Prompt: Please pull out every one of the entries below word for word, leaving the pictures out of your answer.

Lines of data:

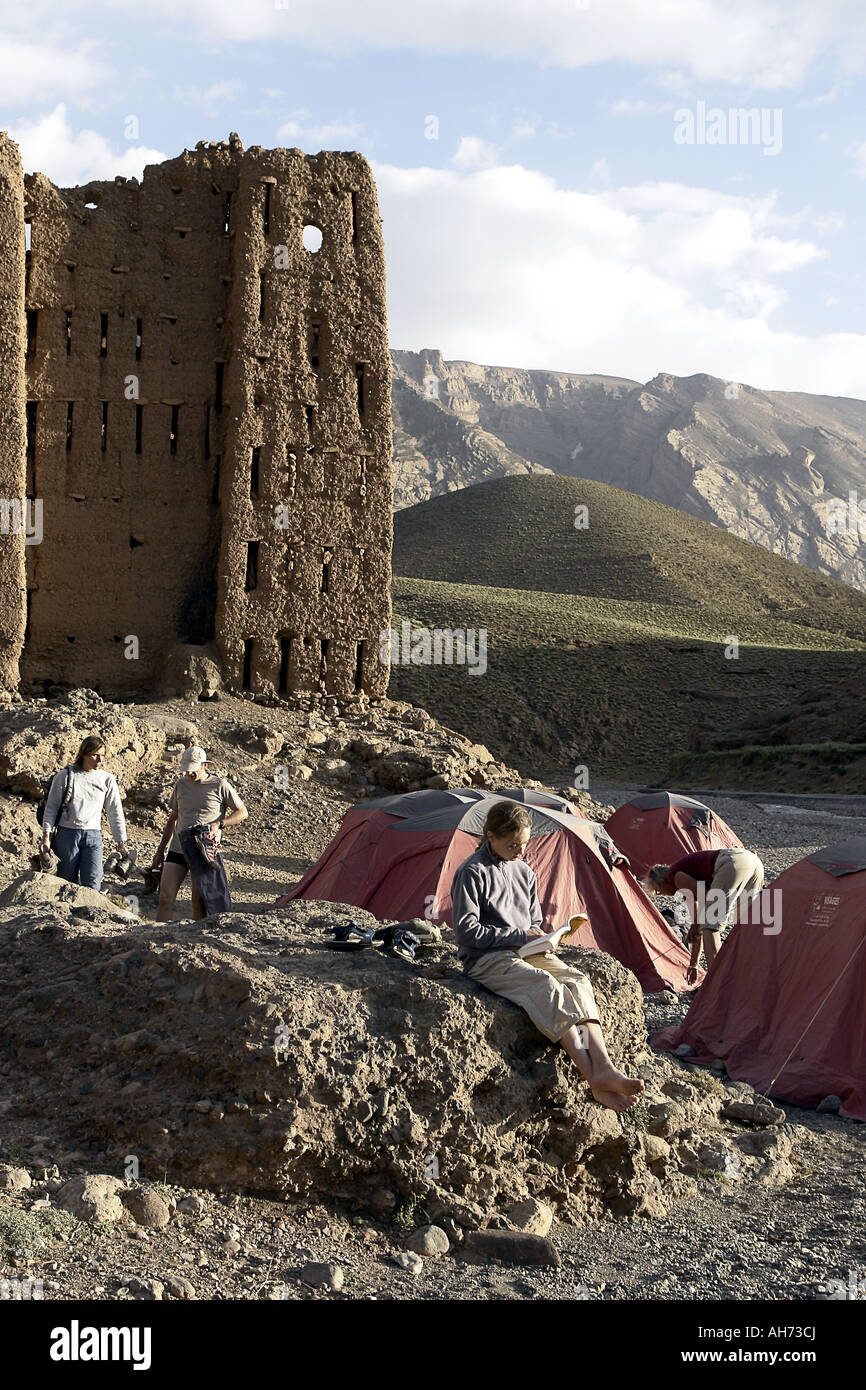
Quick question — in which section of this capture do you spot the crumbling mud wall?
[0,136,391,696]
[0,131,26,691]
[217,150,392,694]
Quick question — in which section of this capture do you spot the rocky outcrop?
[0,689,167,801]
[0,901,787,1238]
[392,352,866,588]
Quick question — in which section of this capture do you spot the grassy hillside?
[391,477,866,791]
[393,474,866,641]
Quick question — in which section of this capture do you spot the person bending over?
[644,849,763,984]
[452,801,644,1111]
[150,744,249,922]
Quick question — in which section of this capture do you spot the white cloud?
[175,78,240,118]
[374,164,866,398]
[10,103,168,188]
[589,154,612,188]
[450,135,496,170]
[103,0,866,89]
[512,115,541,140]
[0,34,113,110]
[602,96,674,115]
[277,111,371,154]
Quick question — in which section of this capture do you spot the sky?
[0,0,866,399]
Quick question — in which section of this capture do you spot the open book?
[517,912,589,956]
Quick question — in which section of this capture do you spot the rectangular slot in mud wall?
[277,637,292,695]
[243,541,259,594]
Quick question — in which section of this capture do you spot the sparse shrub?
[393,1194,430,1236]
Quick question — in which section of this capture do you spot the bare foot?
[589,1081,638,1111]
[589,1066,645,1097]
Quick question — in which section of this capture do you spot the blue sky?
[0,0,866,398]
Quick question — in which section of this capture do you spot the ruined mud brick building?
[0,133,392,698]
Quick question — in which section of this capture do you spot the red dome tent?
[605,791,742,878]
[653,837,866,1120]
[275,790,697,991]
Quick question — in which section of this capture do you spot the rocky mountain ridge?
[391,349,866,588]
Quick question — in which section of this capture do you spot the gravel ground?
[0,698,866,1301]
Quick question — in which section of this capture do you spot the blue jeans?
[51,826,103,892]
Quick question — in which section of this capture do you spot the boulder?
[0,796,42,859]
[506,1197,553,1236]
[121,1187,171,1230]
[406,1226,450,1255]
[0,691,165,801]
[0,1163,33,1193]
[57,1173,124,1222]
[297,1262,345,1294]
[720,1099,785,1125]
[0,869,139,923]
[463,1230,562,1268]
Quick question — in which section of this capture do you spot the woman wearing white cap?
[150,745,249,922]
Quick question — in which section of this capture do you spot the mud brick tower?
[0,135,392,698]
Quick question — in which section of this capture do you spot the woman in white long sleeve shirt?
[42,734,126,892]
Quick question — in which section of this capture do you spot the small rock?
[165,1275,196,1300]
[406,1226,450,1255]
[0,1163,33,1193]
[322,758,352,781]
[644,1134,670,1163]
[178,1193,204,1216]
[506,1197,553,1236]
[816,1095,842,1115]
[126,1279,165,1302]
[698,1143,741,1182]
[300,1262,343,1294]
[121,1187,171,1230]
[57,1173,124,1222]
[463,1230,562,1268]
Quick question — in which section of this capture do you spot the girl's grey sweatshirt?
[450,841,542,970]
[42,767,126,841]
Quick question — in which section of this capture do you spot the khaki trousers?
[712,849,763,930]
[466,951,601,1043]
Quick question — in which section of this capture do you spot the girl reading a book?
[452,801,644,1111]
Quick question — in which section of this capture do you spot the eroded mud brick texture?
[0,136,392,696]
[0,131,26,691]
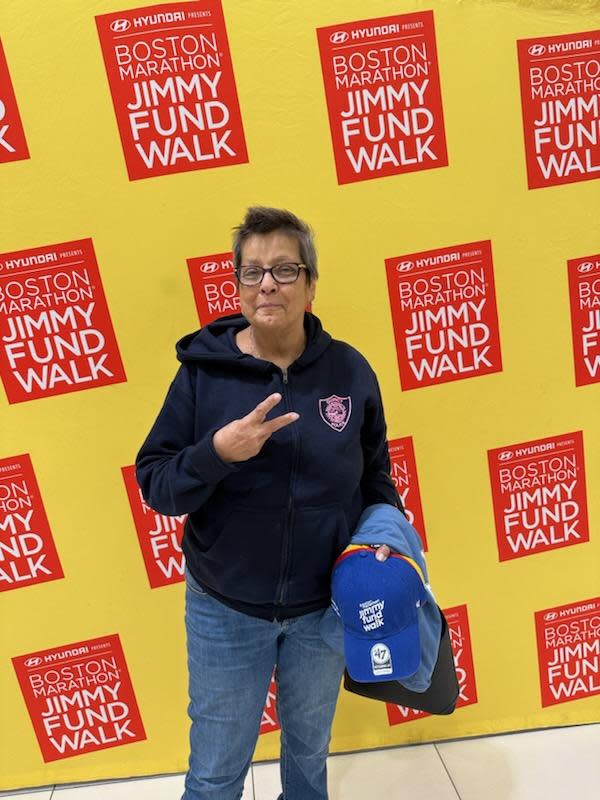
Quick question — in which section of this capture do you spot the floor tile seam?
[433,743,462,800]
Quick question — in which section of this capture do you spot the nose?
[260,272,277,293]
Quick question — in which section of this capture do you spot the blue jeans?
[181,571,344,800]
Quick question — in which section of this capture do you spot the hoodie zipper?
[277,367,300,605]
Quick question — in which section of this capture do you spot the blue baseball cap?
[331,545,429,682]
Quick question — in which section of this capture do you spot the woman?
[136,207,402,800]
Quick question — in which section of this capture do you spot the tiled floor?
[0,724,600,800]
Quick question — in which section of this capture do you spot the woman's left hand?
[375,544,392,561]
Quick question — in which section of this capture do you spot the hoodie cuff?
[185,428,239,485]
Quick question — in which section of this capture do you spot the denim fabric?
[182,572,344,800]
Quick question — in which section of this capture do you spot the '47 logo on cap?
[371,642,392,675]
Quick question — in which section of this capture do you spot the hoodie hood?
[176,311,331,371]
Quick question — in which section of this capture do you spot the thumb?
[375,544,392,561]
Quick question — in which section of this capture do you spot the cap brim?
[344,614,421,683]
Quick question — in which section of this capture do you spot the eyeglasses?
[235,261,308,286]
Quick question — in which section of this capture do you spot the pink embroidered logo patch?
[319,394,352,431]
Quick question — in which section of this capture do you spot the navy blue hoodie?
[136,313,402,620]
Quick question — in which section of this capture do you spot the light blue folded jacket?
[320,503,442,692]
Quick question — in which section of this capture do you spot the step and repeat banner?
[0,0,600,789]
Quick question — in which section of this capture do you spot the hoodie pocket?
[286,503,350,604]
[201,506,285,603]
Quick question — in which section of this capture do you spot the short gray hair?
[233,206,319,283]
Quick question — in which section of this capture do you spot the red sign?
[567,255,600,386]
[386,605,477,725]
[535,597,600,706]
[517,30,600,189]
[121,466,187,589]
[96,0,248,180]
[388,436,428,551]
[187,251,240,325]
[317,11,448,183]
[385,241,502,391]
[260,674,281,735]
[488,431,589,561]
[0,239,126,403]
[0,454,64,592]
[0,41,29,164]
[12,634,146,762]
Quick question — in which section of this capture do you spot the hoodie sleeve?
[360,371,404,514]
[135,365,238,516]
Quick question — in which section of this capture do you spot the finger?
[246,392,281,422]
[262,411,300,436]
[375,544,392,561]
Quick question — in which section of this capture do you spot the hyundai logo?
[329,31,350,44]
[527,44,546,56]
[110,19,131,33]
[200,261,219,274]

Solution to the problem:
Quick question — in which section of this capture do you spot the crumbling mud wall?
[0,136,391,696]
[0,131,26,691]
[217,150,392,694]
Quick question — in which section of this capture do you spot the rocky outcrop?
[0,689,167,801]
[0,901,787,1238]
[392,352,866,588]
Quick question — in which section of this capture do you spot the grassy hillside?
[391,477,866,791]
[393,474,866,641]
Quick question — in which section of this capture do you spot the person bending over?
[644,849,763,984]
[452,801,644,1111]
[150,744,249,922]
Quick question — in which section of this capture do you spot the white cloud?
[175,78,240,118]
[374,164,866,398]
[10,103,168,188]
[589,154,612,188]
[450,135,496,170]
[103,0,866,89]
[512,115,541,140]
[0,34,113,110]
[602,96,674,115]
[277,111,371,154]
Quick question — in which section of this capture do you spot the sky?
[0,0,866,399]
Quick question — in which section of this capture do you spot the open book?
[517,912,589,956]
Quick question — in which section of this capture do you spot the rectangular slot in mud wall?
[277,637,292,695]
[243,541,259,594]
Quick question — in which section of this capture do you spot the sparse shrub?
[393,1194,430,1236]
Quick question — in which section of this capture do you spot the bare foot?
[589,1081,638,1111]
[589,1066,645,1097]
Quick question — in which section of this capture do you spot the blue sky?
[0,0,866,398]
Quick question — in which section of this capture do you spot the ruined mud brick building?
[0,133,392,698]
Quick question — in which section of this capture do you spot the red dome tent?
[605,791,742,878]
[653,837,866,1120]
[275,790,697,991]
Quick question — in which section of this capture do you spot the rocky mountain ridge?
[391,349,866,588]
Quick question — in which section of this capture do you spot the gravel ground?
[0,698,866,1301]
Quick question — in which section of this capture do you spot the blue jeans?
[51,826,103,892]
Quick question — in which section of this capture do you spot the boulder?
[0,796,42,859]
[506,1197,553,1236]
[121,1187,171,1230]
[406,1226,450,1255]
[0,691,165,801]
[0,1163,33,1193]
[57,1173,124,1222]
[297,1262,345,1294]
[720,1099,785,1125]
[0,869,139,923]
[463,1230,562,1268]
Quick question — in which section of this capture do you spot the woman wearing white cap?
[150,745,249,922]
Quick question — in which section of this capture do you spot the mud brick tower?
[0,135,392,698]
Quick question — in which section of this capture do you spot the woman in white long sleeve shirt?
[42,734,126,892]
Quick question — in which section of this capture do you spot the small rock?
[165,1275,196,1300]
[406,1226,450,1255]
[0,1163,33,1193]
[322,758,352,781]
[644,1134,670,1163]
[178,1193,204,1216]
[506,1197,553,1236]
[816,1095,842,1115]
[126,1279,165,1302]
[698,1143,741,1182]
[300,1262,343,1294]
[121,1187,171,1230]
[57,1173,124,1222]
[463,1230,562,1268]
Quick question — in which section of this capture do you spot the girl's grey sweatshirt?
[450,841,542,970]
[42,767,126,841]
Quick question — in which section of this capture do you spot the khaki trousers?
[712,849,763,930]
[466,951,601,1043]
Quick question — in which section of this capture do you spot the girl reading a book?
[452,801,644,1111]
Quick question — in which section of this capture do you spot the eroded mud brick texture?
[0,136,392,696]
[0,131,26,691]
Quick question — in which section of this capture do you spot the floor tile seam?
[433,743,462,800]
Quick question — in which section of this capture do you spot the nose?
[260,272,277,293]
Quick question — in which section of this capture do you spot the blue jeans?
[181,571,344,800]
Quick question — in which section of this capture do you spot the hoodie zipper?
[277,367,300,605]
Quick question — in which section of this capture do you spot the blue baseball cap?
[331,545,429,682]
Quick question — in which section of this capture do you spot the woman?
[136,207,402,800]
Quick question — in which section of this capture do you spot the tiled floor?
[0,724,600,800]
Quick question — in which section of this capture do you spot the woman's left hand?
[375,544,392,561]
Quick question — in which section of this capture do you spot the hoodie cuff?
[185,428,239,485]
Quick question — in which section of this capture do you spot the denim fabric?
[182,572,344,800]
Quick question — in which section of this capture do you spot the '47 logo on cap?
[371,642,392,675]
Quick question — in which section of this capture do you spot the hoodie hood?
[176,311,331,371]
Quick question — in which section of this capture do you spot the thumb?
[375,544,392,561]
Quick question — in which section of this capture do you spot the cap brim?
[344,614,421,683]
Quick question — in which section of this capture do you spot the eyeglasses?
[235,261,308,286]
Quick question — in which section of this capture do you spot the pink embroidered logo patch?
[319,394,352,431]
Quick question — in which section of this capture do you spot the navy blue hoodie?
[136,313,402,620]
Quick question — in which section of this capture do you spot the light blue folded jacket?
[320,503,442,692]
Quick question — in which section of this capture do you spot the step and repeat banner?
[0,0,600,789]
Quick question — in which section of this capture do you spot the hoodie pocket?
[286,503,350,604]
[201,506,285,603]
Quick question — in which section of this capture do you spot the short gray hair?
[233,206,319,283]
Quick question — in which section of this capture do you spot the red sign?
[567,255,600,386]
[386,605,477,725]
[535,597,600,706]
[517,30,600,189]
[121,466,187,589]
[96,0,248,180]
[388,436,428,551]
[187,251,240,325]
[317,11,448,183]
[385,241,502,391]
[260,674,281,735]
[488,431,589,561]
[0,239,126,403]
[0,454,64,592]
[0,41,29,164]
[12,634,146,762]
Quick question — in which section of this capture do you spot the hoodie sleeve?
[360,371,404,514]
[135,365,238,516]
Quick question — in which section of this capture do you spot the finger?
[246,392,281,422]
[262,411,300,436]
[375,544,392,561]
Quick question — in which section of this capture do you spot the hyundai logo?
[329,31,350,44]
[527,44,546,56]
[110,19,131,33]
[200,261,219,274]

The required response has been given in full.